### [MATERIAL TO PROCESS]
________

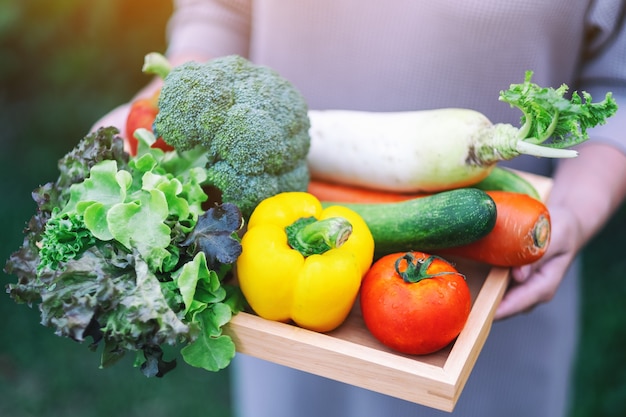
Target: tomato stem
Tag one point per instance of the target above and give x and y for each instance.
(310, 236)
(416, 268)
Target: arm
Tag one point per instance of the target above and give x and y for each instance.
(586, 192)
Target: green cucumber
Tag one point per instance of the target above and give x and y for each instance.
(502, 179)
(443, 220)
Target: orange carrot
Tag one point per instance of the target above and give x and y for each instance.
(520, 236)
(343, 193)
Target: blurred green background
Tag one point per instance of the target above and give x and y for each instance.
(65, 63)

________

Using the data above, establish how many lines include the word "green"; the reply is that number only.

2